STORED RECORDS »

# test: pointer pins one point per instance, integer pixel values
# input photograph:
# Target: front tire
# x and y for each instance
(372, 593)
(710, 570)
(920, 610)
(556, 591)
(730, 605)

TO DO »
Will you reproduce all of the material above verbatim, every line unchanged?

ANSWER TO THIS PROBLEM »
# test: pointer pins one point per instance, integer pixel values
# input photograph:
# Target: front tire
# x and y for each instance
(372, 593)
(710, 570)
(920, 610)
(556, 591)
(730, 605)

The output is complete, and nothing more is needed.